§ **Task brief**
Reproduce each of the rows below verbatim, from the first to the last, and omit the pictures from your reproduction.

§ **Data provided**
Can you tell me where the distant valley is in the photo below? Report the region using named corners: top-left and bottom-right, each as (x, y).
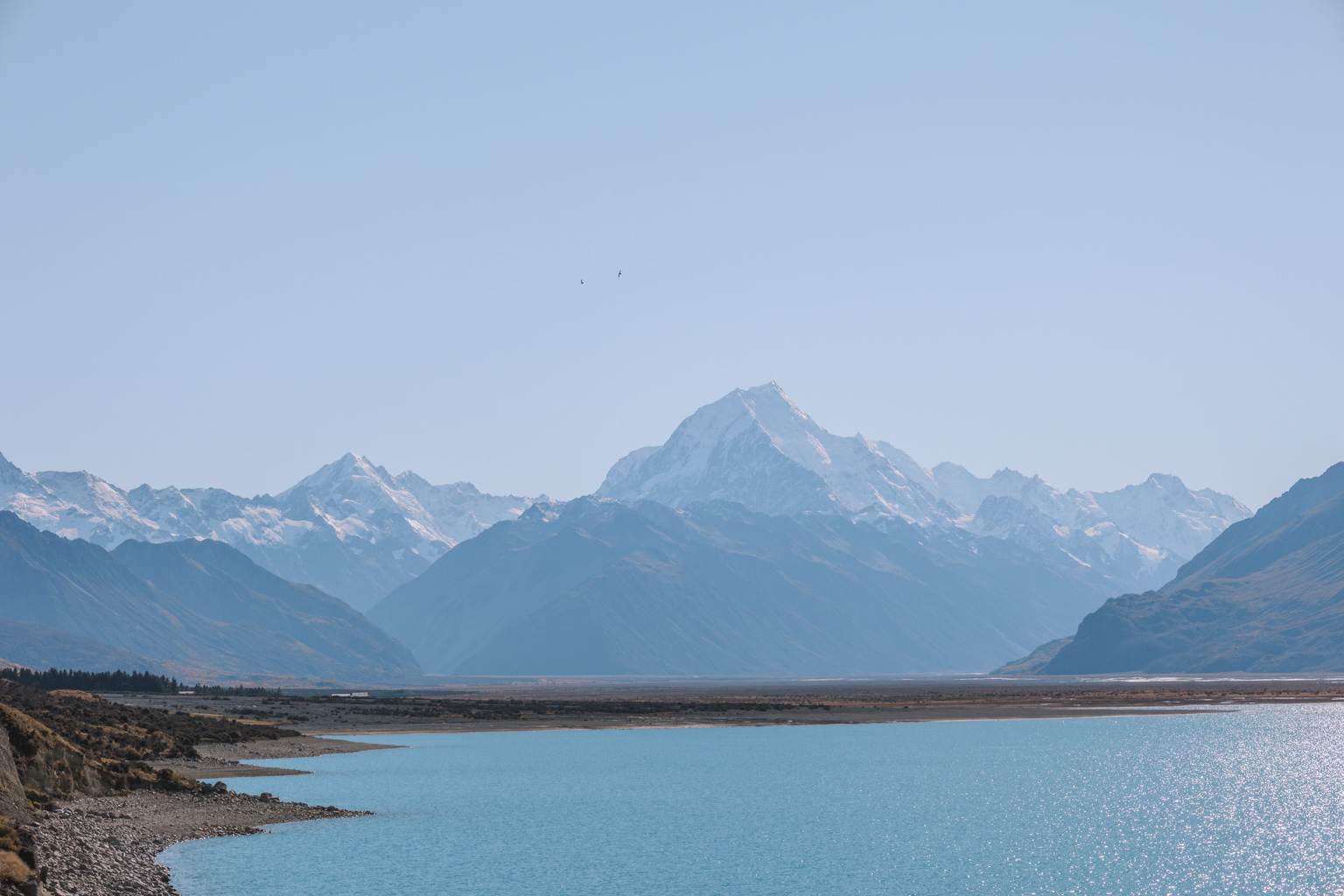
top-left (0, 383), bottom-right (1250, 681)
top-left (0, 454), bottom-right (531, 610)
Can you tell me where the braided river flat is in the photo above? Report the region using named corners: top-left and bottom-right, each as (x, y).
top-left (160, 704), bottom-right (1344, 896)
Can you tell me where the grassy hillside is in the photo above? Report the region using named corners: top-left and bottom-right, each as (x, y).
top-left (0, 681), bottom-right (297, 892)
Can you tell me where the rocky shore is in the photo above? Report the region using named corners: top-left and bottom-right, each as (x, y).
top-left (33, 791), bottom-right (366, 896)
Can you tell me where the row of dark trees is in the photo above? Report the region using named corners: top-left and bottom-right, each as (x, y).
top-left (0, 669), bottom-right (278, 697)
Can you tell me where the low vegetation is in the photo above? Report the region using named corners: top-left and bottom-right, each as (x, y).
top-left (0, 669), bottom-right (278, 697)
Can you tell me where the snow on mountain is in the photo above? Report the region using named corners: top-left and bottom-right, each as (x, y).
top-left (0, 454), bottom-right (531, 608)
top-left (1093, 472), bottom-right (1251, 559)
top-left (597, 383), bottom-right (1250, 588)
top-left (597, 383), bottom-right (950, 524)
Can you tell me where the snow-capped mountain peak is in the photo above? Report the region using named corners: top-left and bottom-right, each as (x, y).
top-left (0, 454), bottom-right (529, 608)
top-left (597, 383), bottom-right (1250, 598)
top-left (597, 383), bottom-right (950, 524)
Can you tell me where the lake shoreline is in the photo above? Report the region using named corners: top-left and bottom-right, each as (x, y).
top-left (58, 679), bottom-right (1340, 896)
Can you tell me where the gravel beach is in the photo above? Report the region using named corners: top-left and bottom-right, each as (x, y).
top-left (35, 791), bottom-right (366, 896)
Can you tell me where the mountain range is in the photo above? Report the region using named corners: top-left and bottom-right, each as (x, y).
top-left (0, 454), bottom-right (531, 608)
top-left (0, 383), bottom-right (1249, 681)
top-left (1013, 464), bottom-right (1344, 675)
top-left (369, 497), bottom-right (1134, 676)
top-left (0, 510), bottom-right (418, 681)
top-left (597, 383), bottom-right (1250, 594)
top-left (369, 383), bottom-right (1249, 675)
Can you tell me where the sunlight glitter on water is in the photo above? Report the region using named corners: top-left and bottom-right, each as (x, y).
top-left (165, 705), bottom-right (1344, 896)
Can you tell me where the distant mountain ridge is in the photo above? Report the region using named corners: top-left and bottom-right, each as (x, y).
top-left (0, 454), bottom-right (531, 608)
top-left (1026, 464), bottom-right (1344, 675)
top-left (369, 383), bottom-right (1247, 675)
top-left (597, 383), bottom-right (1250, 592)
top-left (369, 497), bottom-right (1101, 676)
top-left (0, 510), bottom-right (418, 681)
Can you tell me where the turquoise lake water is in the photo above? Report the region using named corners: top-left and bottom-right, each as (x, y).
top-left (161, 705), bottom-right (1344, 896)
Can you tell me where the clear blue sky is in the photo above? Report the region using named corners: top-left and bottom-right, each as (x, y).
top-left (0, 0), bottom-right (1344, 504)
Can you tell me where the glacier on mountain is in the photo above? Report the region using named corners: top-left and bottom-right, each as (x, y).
top-left (0, 454), bottom-right (532, 610)
top-left (597, 383), bottom-right (1250, 590)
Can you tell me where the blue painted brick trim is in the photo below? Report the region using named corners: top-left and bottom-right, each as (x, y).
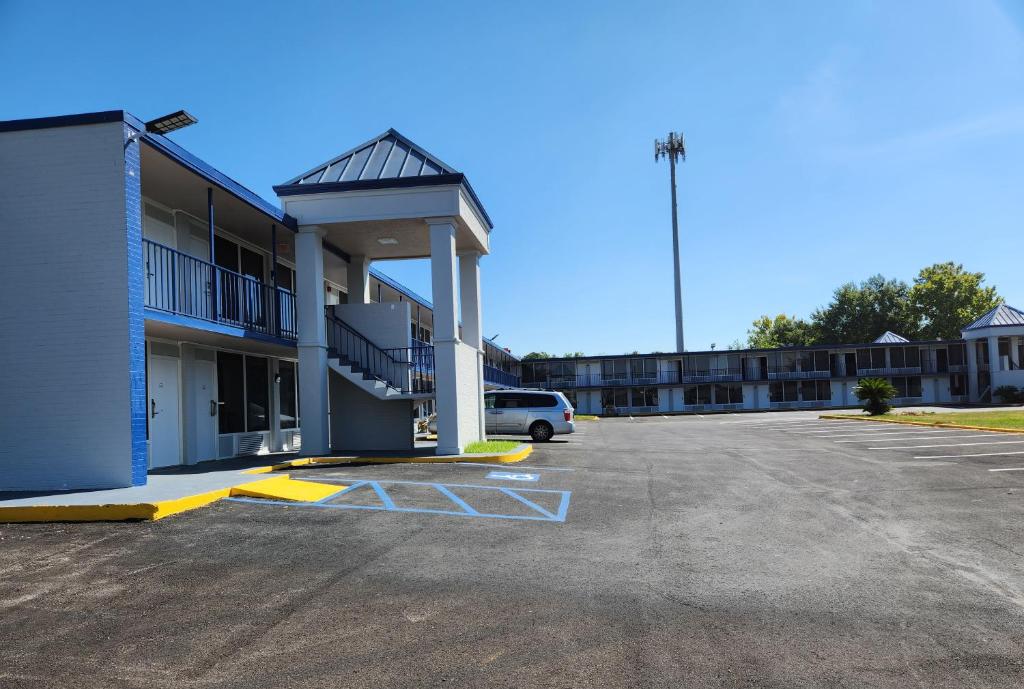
top-left (124, 124), bottom-right (148, 485)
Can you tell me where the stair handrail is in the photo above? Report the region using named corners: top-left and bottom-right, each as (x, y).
top-left (326, 312), bottom-right (404, 390)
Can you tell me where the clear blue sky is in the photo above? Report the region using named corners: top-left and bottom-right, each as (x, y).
top-left (0, 0), bottom-right (1024, 354)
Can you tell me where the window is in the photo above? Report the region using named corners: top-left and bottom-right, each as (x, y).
top-left (715, 384), bottom-right (743, 404)
top-left (601, 388), bottom-right (630, 410)
top-left (800, 381), bottom-right (831, 402)
top-left (246, 356), bottom-right (270, 432)
top-left (683, 385), bottom-right (711, 404)
top-left (217, 352), bottom-right (246, 433)
top-left (494, 392), bottom-right (558, 410)
top-left (949, 374), bottom-right (967, 395)
top-left (768, 381), bottom-right (800, 402)
top-left (630, 358), bottom-right (657, 378)
top-left (905, 347), bottom-right (921, 367)
top-left (601, 359), bottom-right (626, 380)
top-left (892, 376), bottom-right (921, 397)
top-left (889, 347), bottom-right (906, 369)
top-left (633, 388), bottom-right (657, 406)
top-left (278, 361), bottom-right (299, 428)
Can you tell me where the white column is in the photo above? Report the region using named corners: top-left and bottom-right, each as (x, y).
top-left (295, 225), bottom-right (331, 455)
top-left (427, 218), bottom-right (466, 455)
top-left (348, 256), bottom-right (370, 304)
top-left (459, 251), bottom-right (486, 440)
top-left (966, 340), bottom-right (981, 402)
top-left (988, 335), bottom-right (1000, 372)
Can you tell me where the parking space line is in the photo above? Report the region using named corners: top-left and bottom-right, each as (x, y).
top-left (913, 449), bottom-right (1024, 460)
top-left (867, 440), bottom-right (1024, 449)
top-left (434, 483), bottom-right (480, 517)
top-left (224, 478), bottom-right (572, 522)
top-left (835, 433), bottom-right (995, 443)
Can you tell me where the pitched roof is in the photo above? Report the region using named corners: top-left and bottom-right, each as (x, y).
top-left (872, 330), bottom-right (909, 344)
top-left (964, 304), bottom-right (1024, 331)
top-left (284, 129), bottom-right (459, 185)
top-left (273, 129), bottom-right (495, 228)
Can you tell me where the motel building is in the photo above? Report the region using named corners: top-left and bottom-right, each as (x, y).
top-left (522, 304), bottom-right (1024, 415)
top-left (0, 111), bottom-right (519, 490)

§ **Response**
Can you tell me where the distant valley is in the photo below? Report the region using named corners: top-left and bottom-right, each as (x, y).
top-left (0, 383), bottom-right (1250, 681)
top-left (0, 454), bottom-right (531, 610)
Can you tell me where the braided river flat is in the photo above? Report the region using named corners: top-left and bottom-right, each as (x, y).
top-left (160, 704), bottom-right (1344, 896)
Can you tell me where the grassy hillside is in the photo above? Report the region using named corners: top-left and bottom-right, each as (x, y).
top-left (0, 681), bottom-right (297, 892)
Can you tell me where the rocky shore is in the photo above? Report the region using named corners: top-left and bottom-right, each as (x, y).
top-left (33, 791), bottom-right (366, 896)
Can you tell me where the row of dark trees is in the photo above? Report the region using named corners: top-left and bottom-right, each as (x, y).
top-left (0, 669), bottom-right (278, 697)
Can you tell me where the low vegetation is in the photo above? Report the region using named corners: top-left and bottom-right, each as (x, y).
top-left (0, 669), bottom-right (278, 697)
Can you tell me where the snow on mountain is in the photo above? Report the region using named corners: top-left and bottom-right, each as (x, y).
top-left (0, 454), bottom-right (531, 608)
top-left (1093, 472), bottom-right (1251, 559)
top-left (597, 383), bottom-right (1250, 588)
top-left (597, 383), bottom-right (950, 524)
Can you tell me where the snow-capped mountain peak is in the photo above? Report the region using named corners: top-left and bottom-right, each as (x, y).
top-left (0, 454), bottom-right (529, 608)
top-left (597, 383), bottom-right (1250, 598)
top-left (597, 383), bottom-right (950, 524)
Can you tell me where the lake shoreline is in the photo above? Report the region using named corners: top-left and bottom-right, each as (x, y).
top-left (58, 679), bottom-right (1340, 896)
Can you tell me where the gravel beach is in the photo above? Report the region using named corners: top-left and bottom-right, each as (x, y).
top-left (35, 791), bottom-right (366, 896)
Can you tell me where the mountain range is in the photo above? Report the region using named corners: top-left and bottom-right, each as (x, y).
top-left (0, 454), bottom-right (531, 608)
top-left (0, 383), bottom-right (1249, 681)
top-left (1013, 464), bottom-right (1344, 675)
top-left (369, 497), bottom-right (1134, 676)
top-left (0, 510), bottom-right (418, 681)
top-left (597, 383), bottom-right (1250, 594)
top-left (369, 383), bottom-right (1249, 675)
Can you tell me where the sunlight glitter on water is in the photo above? Report the region using named corners: top-left and bottom-right, each as (x, y).
top-left (165, 705), bottom-right (1344, 896)
Can you tell me where the distant mountain ridge is in the photo above? Report the region using named corners: top-left and bottom-right, each as (x, y).
top-left (0, 454), bottom-right (531, 608)
top-left (1026, 464), bottom-right (1344, 675)
top-left (369, 383), bottom-right (1247, 675)
top-left (597, 383), bottom-right (1250, 592)
top-left (369, 497), bottom-right (1101, 676)
top-left (0, 510), bottom-right (418, 681)
Can you tell me where the turquoise lake water is in the photo above? Report the region using named corners: top-left and bottom-right, each as (x, y).
top-left (161, 705), bottom-right (1344, 896)
Can you tell me where the clear blue sky is in the photo above? Report the region using named corners: top-left and bottom-right, each as (x, y).
top-left (0, 0), bottom-right (1344, 504)
Can you tell me where the glacier on mountain is in the photo above? Report the region using named corners: top-left and bottom-right, each as (x, y).
top-left (0, 454), bottom-right (532, 610)
top-left (597, 383), bottom-right (1250, 590)
Can you tell me where the blue painted brick trim is in the photo below? Report the region using named corners: top-left and bottom-right, each as (x, y).
top-left (124, 124), bottom-right (148, 485)
Can you tell me where the stair handrail is in the photo above? Report the region using named corners: top-left and bottom-right, each as (x, y).
top-left (326, 312), bottom-right (404, 390)
Can you tell me where the clear blue sky is in the photo above? Report the region using named corners: top-left and bottom-right, each as (x, y).
top-left (0, 0), bottom-right (1024, 354)
Can you tell me where the window is in the photo above? Report the region using named corners: top-left and bottom-right, each as (x, y).
top-left (715, 384), bottom-right (743, 404)
top-left (601, 388), bottom-right (630, 410)
top-left (800, 381), bottom-right (831, 402)
top-left (246, 356), bottom-right (270, 432)
top-left (683, 385), bottom-right (711, 404)
top-left (217, 352), bottom-right (246, 433)
top-left (494, 392), bottom-right (558, 410)
top-left (949, 374), bottom-right (967, 395)
top-left (768, 381), bottom-right (800, 402)
top-left (630, 358), bottom-right (657, 378)
top-left (905, 347), bottom-right (921, 367)
top-left (601, 359), bottom-right (626, 380)
top-left (892, 376), bottom-right (921, 397)
top-left (889, 347), bottom-right (906, 369)
top-left (633, 388), bottom-right (657, 406)
top-left (278, 361), bottom-right (299, 428)
Can you tell me where the white column is in the photo above? Report the region using named corners: top-left and bottom-right, each as (x, y).
top-left (295, 225), bottom-right (331, 455)
top-left (427, 218), bottom-right (466, 455)
top-left (348, 256), bottom-right (370, 304)
top-left (459, 251), bottom-right (486, 440)
top-left (966, 340), bottom-right (981, 402)
top-left (988, 335), bottom-right (1000, 372)
Can you tell me where the parking space line is in the photo above? Report the region using named corners: top-left and bottom-right, each as (x, y).
top-left (913, 449), bottom-right (1024, 460)
top-left (867, 440), bottom-right (1024, 449)
top-left (434, 483), bottom-right (480, 517)
top-left (224, 478), bottom-right (572, 522)
top-left (835, 433), bottom-right (995, 443)
Can you tell me where the pitched roof is in the photo above? Report the region using named corners: top-left and bottom-right, each as (x, y).
top-left (872, 330), bottom-right (909, 344)
top-left (964, 304), bottom-right (1024, 331)
top-left (284, 129), bottom-right (459, 185)
top-left (273, 129), bottom-right (495, 228)
Can you tell me where the motel building is in the photo above? Report the region using named corners: top-left and bottom-right, each as (x, y).
top-left (522, 304), bottom-right (1024, 415)
top-left (0, 111), bottom-right (519, 490)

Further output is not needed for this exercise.